List each line of the listing below that contains the word "concrete".

Pointing entries for labeled objects
---+---
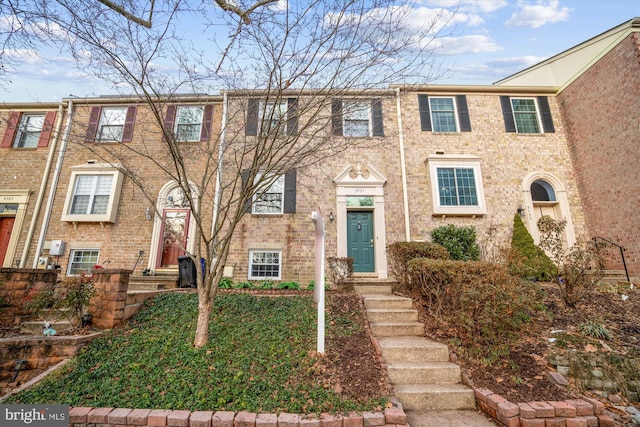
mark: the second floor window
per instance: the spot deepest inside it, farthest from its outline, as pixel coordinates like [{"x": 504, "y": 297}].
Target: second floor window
[
  {"x": 271, "y": 201},
  {"x": 356, "y": 118},
  {"x": 525, "y": 115},
  {"x": 91, "y": 195},
  {"x": 29, "y": 131},
  {"x": 111, "y": 124},
  {"x": 188, "y": 123}
]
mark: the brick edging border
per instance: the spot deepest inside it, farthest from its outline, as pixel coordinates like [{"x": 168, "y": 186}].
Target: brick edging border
[
  {"x": 584, "y": 412},
  {"x": 121, "y": 417}
]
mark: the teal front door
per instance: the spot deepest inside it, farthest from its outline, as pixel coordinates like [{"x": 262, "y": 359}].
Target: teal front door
[{"x": 360, "y": 238}]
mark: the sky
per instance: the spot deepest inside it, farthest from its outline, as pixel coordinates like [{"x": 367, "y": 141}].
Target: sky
[{"x": 489, "y": 40}]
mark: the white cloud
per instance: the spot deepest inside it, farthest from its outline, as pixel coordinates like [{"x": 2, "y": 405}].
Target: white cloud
[
  {"x": 472, "y": 6},
  {"x": 536, "y": 15},
  {"x": 474, "y": 44}
]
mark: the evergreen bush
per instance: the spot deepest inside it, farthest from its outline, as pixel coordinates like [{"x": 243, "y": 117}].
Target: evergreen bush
[
  {"x": 459, "y": 241},
  {"x": 527, "y": 260}
]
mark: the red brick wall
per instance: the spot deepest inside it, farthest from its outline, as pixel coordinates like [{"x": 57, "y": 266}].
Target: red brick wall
[{"x": 601, "y": 115}]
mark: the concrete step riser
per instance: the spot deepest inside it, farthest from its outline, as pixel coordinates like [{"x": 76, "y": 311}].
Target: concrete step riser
[
  {"x": 372, "y": 289},
  {"x": 449, "y": 374},
  {"x": 388, "y": 304},
  {"x": 415, "y": 355},
  {"x": 397, "y": 329},
  {"x": 392, "y": 315},
  {"x": 439, "y": 400}
]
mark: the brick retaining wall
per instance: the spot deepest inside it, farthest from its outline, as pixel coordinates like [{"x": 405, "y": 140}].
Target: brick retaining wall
[
  {"x": 121, "y": 417},
  {"x": 583, "y": 412}
]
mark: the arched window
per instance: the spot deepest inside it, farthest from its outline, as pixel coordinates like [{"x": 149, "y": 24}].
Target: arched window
[{"x": 542, "y": 191}]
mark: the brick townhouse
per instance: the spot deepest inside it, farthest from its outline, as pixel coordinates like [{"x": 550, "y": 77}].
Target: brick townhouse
[
  {"x": 598, "y": 91},
  {"x": 412, "y": 158},
  {"x": 95, "y": 214}
]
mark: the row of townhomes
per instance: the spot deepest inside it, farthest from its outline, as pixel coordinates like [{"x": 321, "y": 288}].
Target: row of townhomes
[{"x": 560, "y": 138}]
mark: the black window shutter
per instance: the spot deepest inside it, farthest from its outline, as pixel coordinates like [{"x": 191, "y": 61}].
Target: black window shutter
[
  {"x": 425, "y": 113},
  {"x": 336, "y": 117},
  {"x": 545, "y": 113},
  {"x": 169, "y": 120},
  {"x": 376, "y": 115},
  {"x": 207, "y": 119},
  {"x": 289, "y": 192},
  {"x": 127, "y": 133},
  {"x": 507, "y": 113},
  {"x": 245, "y": 188},
  {"x": 92, "y": 128},
  {"x": 251, "y": 128},
  {"x": 292, "y": 116},
  {"x": 463, "y": 113}
]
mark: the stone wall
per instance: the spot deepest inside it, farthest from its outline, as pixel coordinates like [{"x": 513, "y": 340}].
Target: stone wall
[
  {"x": 39, "y": 352},
  {"x": 111, "y": 417},
  {"x": 17, "y": 285}
]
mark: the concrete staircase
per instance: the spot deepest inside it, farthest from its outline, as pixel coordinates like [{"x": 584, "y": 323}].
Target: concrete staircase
[
  {"x": 418, "y": 368},
  {"x": 153, "y": 283}
]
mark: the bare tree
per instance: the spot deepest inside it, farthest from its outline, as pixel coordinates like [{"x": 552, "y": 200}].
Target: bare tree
[{"x": 276, "y": 60}]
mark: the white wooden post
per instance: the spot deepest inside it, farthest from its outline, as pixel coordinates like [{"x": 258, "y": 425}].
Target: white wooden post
[{"x": 318, "y": 290}]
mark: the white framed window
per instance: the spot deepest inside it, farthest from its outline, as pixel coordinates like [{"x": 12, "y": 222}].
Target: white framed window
[
  {"x": 111, "y": 126},
  {"x": 525, "y": 115},
  {"x": 29, "y": 131},
  {"x": 271, "y": 200},
  {"x": 189, "y": 123},
  {"x": 82, "y": 261},
  {"x": 443, "y": 114},
  {"x": 265, "y": 264},
  {"x": 356, "y": 118},
  {"x": 273, "y": 117},
  {"x": 456, "y": 185},
  {"x": 93, "y": 194}
]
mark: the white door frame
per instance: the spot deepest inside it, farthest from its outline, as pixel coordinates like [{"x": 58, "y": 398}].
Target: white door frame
[{"x": 358, "y": 181}]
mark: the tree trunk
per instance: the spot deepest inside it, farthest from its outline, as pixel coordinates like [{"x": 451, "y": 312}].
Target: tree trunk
[{"x": 202, "y": 327}]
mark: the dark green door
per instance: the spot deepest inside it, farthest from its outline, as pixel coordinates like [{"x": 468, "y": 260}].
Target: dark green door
[{"x": 360, "y": 237}]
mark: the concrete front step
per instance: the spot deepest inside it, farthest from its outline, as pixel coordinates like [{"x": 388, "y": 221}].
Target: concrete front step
[
  {"x": 372, "y": 289},
  {"x": 376, "y": 301},
  {"x": 435, "y": 396},
  {"x": 412, "y": 349},
  {"x": 392, "y": 315},
  {"x": 396, "y": 329},
  {"x": 424, "y": 373}
]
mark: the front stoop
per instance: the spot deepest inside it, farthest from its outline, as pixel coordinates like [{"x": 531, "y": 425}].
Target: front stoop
[{"x": 418, "y": 368}]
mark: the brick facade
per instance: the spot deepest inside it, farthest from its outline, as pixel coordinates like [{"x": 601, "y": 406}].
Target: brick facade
[
  {"x": 600, "y": 111},
  {"x": 506, "y": 159}
]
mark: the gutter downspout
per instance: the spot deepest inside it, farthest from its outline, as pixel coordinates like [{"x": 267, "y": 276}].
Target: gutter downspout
[
  {"x": 43, "y": 187},
  {"x": 54, "y": 183},
  {"x": 218, "y": 188},
  {"x": 403, "y": 169}
]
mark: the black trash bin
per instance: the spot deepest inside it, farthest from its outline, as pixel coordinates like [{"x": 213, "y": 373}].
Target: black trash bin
[{"x": 186, "y": 272}]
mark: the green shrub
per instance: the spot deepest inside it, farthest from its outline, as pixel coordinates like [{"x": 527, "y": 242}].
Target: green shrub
[
  {"x": 459, "y": 241},
  {"x": 289, "y": 285},
  {"x": 243, "y": 285},
  {"x": 481, "y": 302},
  {"x": 400, "y": 253},
  {"x": 226, "y": 283},
  {"x": 579, "y": 267},
  {"x": 339, "y": 270},
  {"x": 526, "y": 259}
]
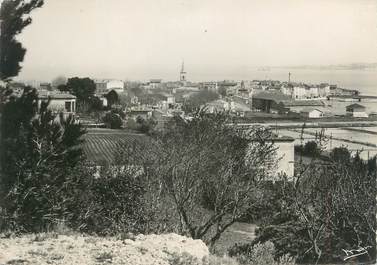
---+---
### Output
mark: the concrete step riser
Target: concrete step riser
mark: the concrete staircase
Target: concrete staircase
mark: the concrete front step
Target: concrete front step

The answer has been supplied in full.